The Coral Aquarist Research Network (CARN) is a young program launched in the UK to combine the efforts and knowledge of three unique groups of stakeholders, all in the name of coral. Hobbyists, industry representatives and researchers each share a common interest but seldom have the opportunity to share their knowledge outside their respective peer groups. CARN is attempting to break through those barriers and assemble a common pool of knowledge to further the collective understanding of coral.
The main goal of CARN is to identify common ground, share expertise, initiate research activities and expand awareness of the plight of reef systems while also increasing the overall understanding of coral biology and ecology. Another aspect CARN is working towards is on improving coral survival and sustainability by encompassing aquaculture, transportation, technology, and coral health understanding to improve longevity in captivity as well as identifying what can be done to sustain coral in their natural habitat.
Started in 2009, CARN was started by Philippa Mansell, a Senior Research Officer in the Coral Reef Research Unit (CRRU) at the University of Essex in the UK. CARN was able to move forward with funding from the Natural Environment Research Council (NERC) and in June 2010, CARN held its first conference at the Royal Geographical Society in London.
“The main aim of CARN is to attempt to tackle some key environmental questions whilst also benefiting industry economics and raising awareness of coral reef ecosystems,” said Dr. Mansell in an earlier interview for Practical Fishkeeping Magazine. “The group welcomes input from all interested parties.”
This is a great starting point to help create a common and shared interest in coral health and we are glad to see more efforts involved on bridging the knowledge gap. While this may be initially focused on the UK, with enough input and participation this can easily become an international coalition. CARN is welcoming anyone with interest and information to join in and share in the flow of information.

***

| TASK ITEM |
According to the text on the Coral Aquarist Research Network, where did CARN hold its first conference in June 2010? The listing isn't needed for this.

***

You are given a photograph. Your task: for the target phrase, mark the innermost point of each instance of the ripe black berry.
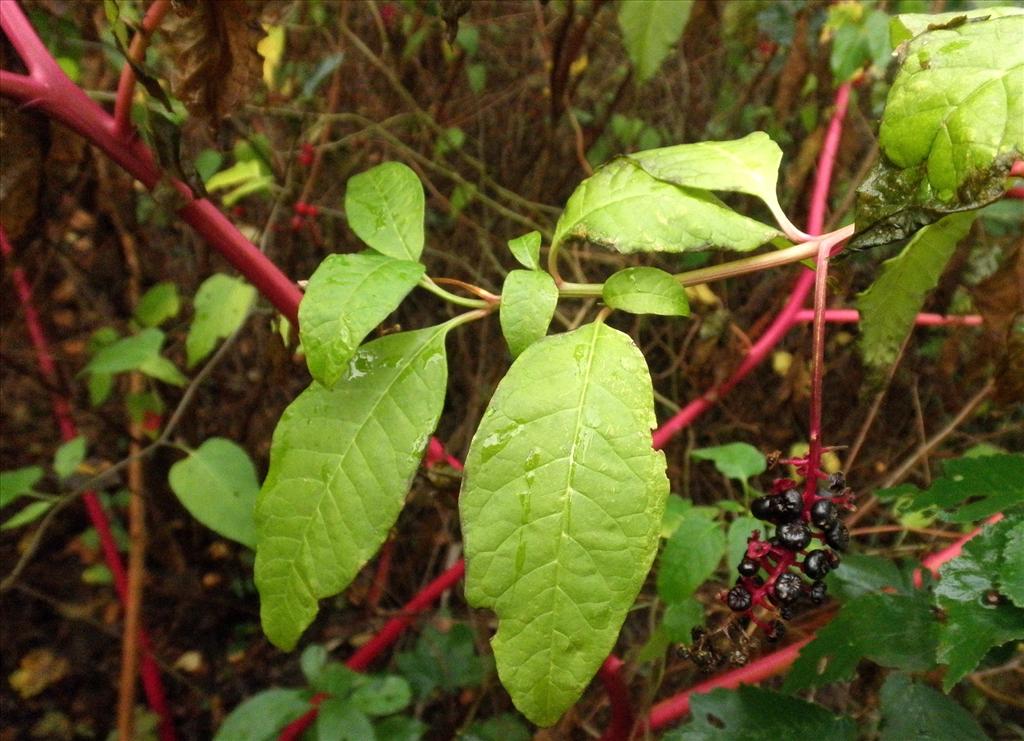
(823, 514)
(838, 536)
(787, 587)
(794, 535)
(738, 599)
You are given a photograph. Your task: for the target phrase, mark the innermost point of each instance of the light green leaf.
(17, 483)
(645, 291)
(346, 298)
(526, 250)
(889, 306)
(528, 300)
(561, 507)
(385, 208)
(158, 305)
(623, 208)
(650, 29)
(341, 463)
(69, 456)
(222, 303)
(217, 484)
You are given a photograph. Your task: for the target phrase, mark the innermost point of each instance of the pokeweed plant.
(563, 493)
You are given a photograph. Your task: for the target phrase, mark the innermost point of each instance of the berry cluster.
(779, 571)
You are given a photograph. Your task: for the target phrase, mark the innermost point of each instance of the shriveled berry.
(795, 535)
(738, 599)
(838, 536)
(787, 587)
(823, 514)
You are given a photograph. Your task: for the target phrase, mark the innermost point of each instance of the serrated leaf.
(217, 484)
(893, 630)
(385, 208)
(561, 507)
(650, 29)
(645, 291)
(526, 250)
(750, 713)
(623, 208)
(341, 463)
(690, 556)
(158, 305)
(911, 711)
(346, 298)
(221, 304)
(528, 300)
(889, 307)
(69, 456)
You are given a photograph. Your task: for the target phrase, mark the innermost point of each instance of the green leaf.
(890, 629)
(526, 250)
(976, 617)
(750, 713)
(889, 307)
(690, 556)
(645, 291)
(953, 125)
(158, 305)
(561, 507)
(624, 208)
(650, 29)
(528, 300)
(221, 303)
(385, 208)
(217, 484)
(17, 483)
(69, 456)
(911, 711)
(262, 715)
(341, 463)
(346, 298)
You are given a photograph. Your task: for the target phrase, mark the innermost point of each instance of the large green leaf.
(650, 29)
(953, 124)
(561, 508)
(889, 307)
(348, 296)
(624, 208)
(217, 484)
(528, 300)
(341, 463)
(385, 207)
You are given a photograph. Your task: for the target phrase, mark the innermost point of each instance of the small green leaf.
(561, 506)
(17, 483)
(341, 463)
(750, 713)
(217, 484)
(262, 715)
(624, 208)
(526, 250)
(158, 305)
(650, 29)
(528, 300)
(890, 629)
(889, 307)
(221, 303)
(385, 208)
(690, 557)
(737, 461)
(346, 298)
(911, 710)
(69, 456)
(645, 291)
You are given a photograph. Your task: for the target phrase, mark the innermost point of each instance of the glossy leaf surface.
(561, 507)
(341, 463)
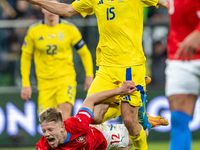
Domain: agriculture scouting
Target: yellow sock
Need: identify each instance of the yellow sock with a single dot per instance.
(139, 141)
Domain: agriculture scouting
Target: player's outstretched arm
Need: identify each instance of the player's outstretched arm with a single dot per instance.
(60, 9)
(127, 88)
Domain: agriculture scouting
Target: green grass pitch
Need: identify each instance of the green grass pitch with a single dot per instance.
(151, 145)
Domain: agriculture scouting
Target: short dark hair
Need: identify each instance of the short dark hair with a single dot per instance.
(50, 114)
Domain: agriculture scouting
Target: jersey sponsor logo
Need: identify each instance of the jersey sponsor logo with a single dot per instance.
(51, 36)
(85, 113)
(100, 2)
(61, 36)
(81, 139)
(41, 38)
(122, 138)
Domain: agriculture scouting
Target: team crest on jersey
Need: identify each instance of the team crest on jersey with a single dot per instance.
(61, 36)
(81, 139)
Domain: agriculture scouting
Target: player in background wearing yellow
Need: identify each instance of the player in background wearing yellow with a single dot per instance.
(51, 41)
(119, 53)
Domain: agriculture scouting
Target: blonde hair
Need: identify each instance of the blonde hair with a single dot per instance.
(50, 114)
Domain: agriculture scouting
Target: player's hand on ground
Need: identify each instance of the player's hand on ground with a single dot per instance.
(88, 82)
(127, 87)
(189, 46)
(26, 93)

***

| TASK SOLUTION |
At the Royal Geographical Society in London.